Tasks for this exercise —
#1 From the passage on AI hardware and the von Neumann bottleneck, list every figure stated for NorthPole's recent inference tests.
#2 According to the passage on AI hardware and the von Neumann bottleneck, where does phase-change memory store model weights?
#3 Carry on the passage on AI hardware and the von Neumann bottleneck from its last sentence.

─── Document section

With currently available hardware, though, the result of all these data transfers is that training an LLM can easily take months, consuming more energy than a typical US home does in that time. And AI doesn’t stop needing energy after model training. Inferencing has similar computational requirements, meaning that the von Neumann bottleneck slows it down in a similar fashion.
For the most parts, model weights are stationary, and AI computing is memory-centric, rather than compute heavy, said Le Gallo-Bourdeau. “You have a fixed set of synaptic weights, and you just need to propagate data through them.”
This quality has enabled him and his colleagues to pursue analog in-memory computing, which integrates memory with processing, using the laws of physics to store weights. One of these approaches is phase-change memory (PCM), which stores model weights in the resistivity of a chalcogenide glass, which is changed by applying an electrical current.
“This way we can reduce the energy that is spent in data transfers and mitigate the von Neumann bottleneck,” said Le Gallo-Bourdeau. In-memory computing isn’t the only way to work around the von Neumann bottleneck, though.
The AIU NorthPole is a processor that stores memory in digital SRAM, and while its memory isn’t intertwined with compute in the same way as analog chips, its numerous cores each has access to local memory — making it an extreme example of near-memory computing. Experiments have already demonstrated the power and promise of this architecture. In recent inference tests run on a 3-billion-parameter LLM developed from IBM’s Granite-8B-Code-Base model, NorthPole was 47 times faster than the next most energy-efficient GPU and was 73 times more energy efficient than the next lowest latency GPU.
It’s also important to note that models trained on von Neumann hardware can be run on non-von Neumann devices. In fact, for analog in-memory computing, it’s essential. PCM devices aren’t durable enough to have their weights changed over and over, so they’re used to deploy models that have been trained on conventional GPUs. Durability is a comparative advantage of SRAM memory in near-memory or in-memory computing, as it can be rewritten infinitely.

──────
─── Listed records

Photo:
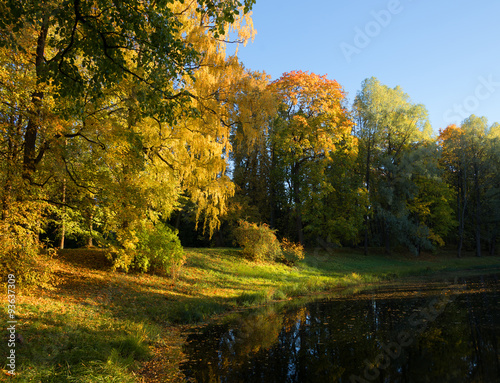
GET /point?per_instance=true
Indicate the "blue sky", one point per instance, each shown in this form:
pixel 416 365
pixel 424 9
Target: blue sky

──────
─── Listed records

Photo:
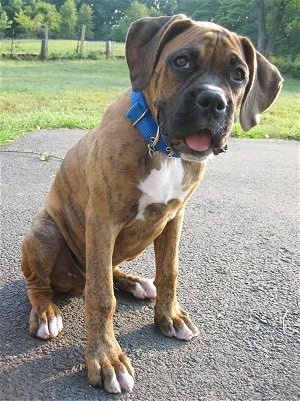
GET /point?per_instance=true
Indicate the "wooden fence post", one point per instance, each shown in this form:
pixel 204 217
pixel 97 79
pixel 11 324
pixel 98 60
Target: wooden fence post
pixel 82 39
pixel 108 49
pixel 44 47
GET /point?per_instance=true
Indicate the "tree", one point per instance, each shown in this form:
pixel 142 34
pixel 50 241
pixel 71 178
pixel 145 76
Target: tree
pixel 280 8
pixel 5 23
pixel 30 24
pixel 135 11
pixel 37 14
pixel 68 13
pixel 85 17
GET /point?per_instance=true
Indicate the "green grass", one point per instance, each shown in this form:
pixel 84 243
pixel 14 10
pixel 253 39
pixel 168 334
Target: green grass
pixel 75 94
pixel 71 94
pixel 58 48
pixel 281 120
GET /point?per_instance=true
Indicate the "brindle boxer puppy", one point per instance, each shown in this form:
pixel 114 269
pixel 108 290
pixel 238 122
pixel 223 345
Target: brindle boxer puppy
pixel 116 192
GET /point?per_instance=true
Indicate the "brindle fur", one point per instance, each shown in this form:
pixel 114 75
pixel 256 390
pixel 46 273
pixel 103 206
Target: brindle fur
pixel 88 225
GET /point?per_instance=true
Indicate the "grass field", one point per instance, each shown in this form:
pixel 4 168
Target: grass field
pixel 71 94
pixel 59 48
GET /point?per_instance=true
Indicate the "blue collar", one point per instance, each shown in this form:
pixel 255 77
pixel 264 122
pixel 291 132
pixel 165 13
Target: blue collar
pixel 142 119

──────

Results —
#1
- A 3-billion-parameter LLM developed from IBM's Granite-8B-Code-Base model
- 47 times faster than the next most energy-efficient GPU
- 73 times more energy efficient than the next lowest latency GPU

#2 In the resistivity of a chalcogenide glass.

#3
While von Neumann architecture creates a bottleneck for AI computing, for other applications, it’s perfectly suited. Sure, it causes issues in model training and inference, but von Neumann architecture is perfect for processing computer graphics or other compute-heavy processes. And when 32- or 64-bit floating point precision is called for, the low precision of in-memory computing isn’t up to the task.
“For general purpose computing, there's really nothing more powerful than the von Neumann architecture,” said Burr. Under these circumstances, bytes are either operations or operands that are moving on a bus from a memory to a processor. “Just like an all-purpose deli where somebody might order some salami or pepperoni or this or that, but you're able to switch between them because you have the right ingredients on hand, and you can easily make six sandwiches in a row.” Special-purpose computing, on the other hand, may involve 5,000 tuna sandwiches for one order — like AI computing as it shuttles static model weights.
Even when building their in-memory AIU chips, IBM Researchers include some conventional hardware for the necessary high-precision operations.
Even as scientists and engineers work on new ways to eliminate the von Neumann bottleneck, experts agree that the future will likely include both hardware architectures, said Le Gallo-Bourdeau. “What makes sense is some mix of von Neumann and non-von Neumann processors to each handle the operations they are best at.”